* _Work required_
Copy every line of the items below word for word.

* start Extracted records *

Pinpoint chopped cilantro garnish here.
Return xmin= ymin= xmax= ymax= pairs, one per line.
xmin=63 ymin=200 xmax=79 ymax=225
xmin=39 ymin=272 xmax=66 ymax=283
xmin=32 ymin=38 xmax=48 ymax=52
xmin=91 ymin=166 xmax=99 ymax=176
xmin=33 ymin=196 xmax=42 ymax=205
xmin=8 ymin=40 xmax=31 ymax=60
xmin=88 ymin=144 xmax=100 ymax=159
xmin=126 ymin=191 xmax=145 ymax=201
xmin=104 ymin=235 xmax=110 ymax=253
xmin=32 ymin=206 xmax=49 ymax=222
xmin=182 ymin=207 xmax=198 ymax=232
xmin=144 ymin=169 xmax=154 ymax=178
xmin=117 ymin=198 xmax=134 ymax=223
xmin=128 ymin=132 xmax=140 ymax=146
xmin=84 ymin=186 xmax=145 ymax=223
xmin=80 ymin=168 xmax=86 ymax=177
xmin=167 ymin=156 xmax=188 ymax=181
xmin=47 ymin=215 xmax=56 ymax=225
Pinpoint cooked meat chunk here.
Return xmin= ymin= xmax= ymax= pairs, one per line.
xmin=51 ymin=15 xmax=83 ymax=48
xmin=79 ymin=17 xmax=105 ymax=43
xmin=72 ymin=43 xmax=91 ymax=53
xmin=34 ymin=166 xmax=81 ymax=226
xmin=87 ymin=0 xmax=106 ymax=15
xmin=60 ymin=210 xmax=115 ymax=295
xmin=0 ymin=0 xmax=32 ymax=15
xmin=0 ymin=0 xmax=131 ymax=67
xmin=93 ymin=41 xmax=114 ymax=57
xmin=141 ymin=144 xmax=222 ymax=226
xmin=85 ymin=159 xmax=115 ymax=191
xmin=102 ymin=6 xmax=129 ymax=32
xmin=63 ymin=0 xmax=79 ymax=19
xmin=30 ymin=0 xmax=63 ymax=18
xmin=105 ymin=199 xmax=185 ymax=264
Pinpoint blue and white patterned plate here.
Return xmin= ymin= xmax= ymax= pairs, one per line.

* end Extracted records *

* _Finished answer_
Pinpoint chopped cilantro garnish here.
Return xmin= ymin= xmax= ymax= pairs, one per line.
xmin=63 ymin=200 xmax=79 ymax=225
xmin=39 ymin=272 xmax=66 ymax=283
xmin=32 ymin=38 xmax=48 ymax=52
xmin=91 ymin=166 xmax=99 ymax=176
xmin=33 ymin=196 xmax=42 ymax=205
xmin=8 ymin=40 xmax=31 ymax=60
xmin=88 ymin=144 xmax=100 ymax=159
xmin=126 ymin=191 xmax=145 ymax=201
xmin=104 ymin=235 xmax=110 ymax=253
xmin=32 ymin=206 xmax=49 ymax=222
xmin=182 ymin=207 xmax=198 ymax=232
xmin=144 ymin=169 xmax=154 ymax=178
xmin=117 ymin=198 xmax=134 ymax=223
xmin=128 ymin=132 xmax=140 ymax=146
xmin=84 ymin=186 xmax=145 ymax=223
xmin=80 ymin=168 xmax=86 ymax=177
xmin=167 ymin=156 xmax=188 ymax=181
xmin=47 ymin=215 xmax=56 ymax=225
Pinpoint cooked meat chunk here.
Return xmin= ymin= xmax= ymax= pairs, one per line.
xmin=51 ymin=15 xmax=83 ymax=48
xmin=79 ymin=17 xmax=105 ymax=43
xmin=72 ymin=43 xmax=91 ymax=53
xmin=34 ymin=166 xmax=81 ymax=226
xmin=87 ymin=0 xmax=106 ymax=15
xmin=60 ymin=210 xmax=115 ymax=295
xmin=0 ymin=0 xmax=32 ymax=15
xmin=0 ymin=0 xmax=131 ymax=67
xmin=93 ymin=41 xmax=114 ymax=57
xmin=141 ymin=144 xmax=222 ymax=226
xmin=85 ymin=159 xmax=115 ymax=191
xmin=102 ymin=6 xmax=129 ymax=32
xmin=63 ymin=0 xmax=79 ymax=19
xmin=30 ymin=0 xmax=63 ymax=18
xmin=105 ymin=199 xmax=185 ymax=264
Pinpoint blue and white patterned plate here.
Return xmin= ymin= xmax= ymax= pairs, one per line.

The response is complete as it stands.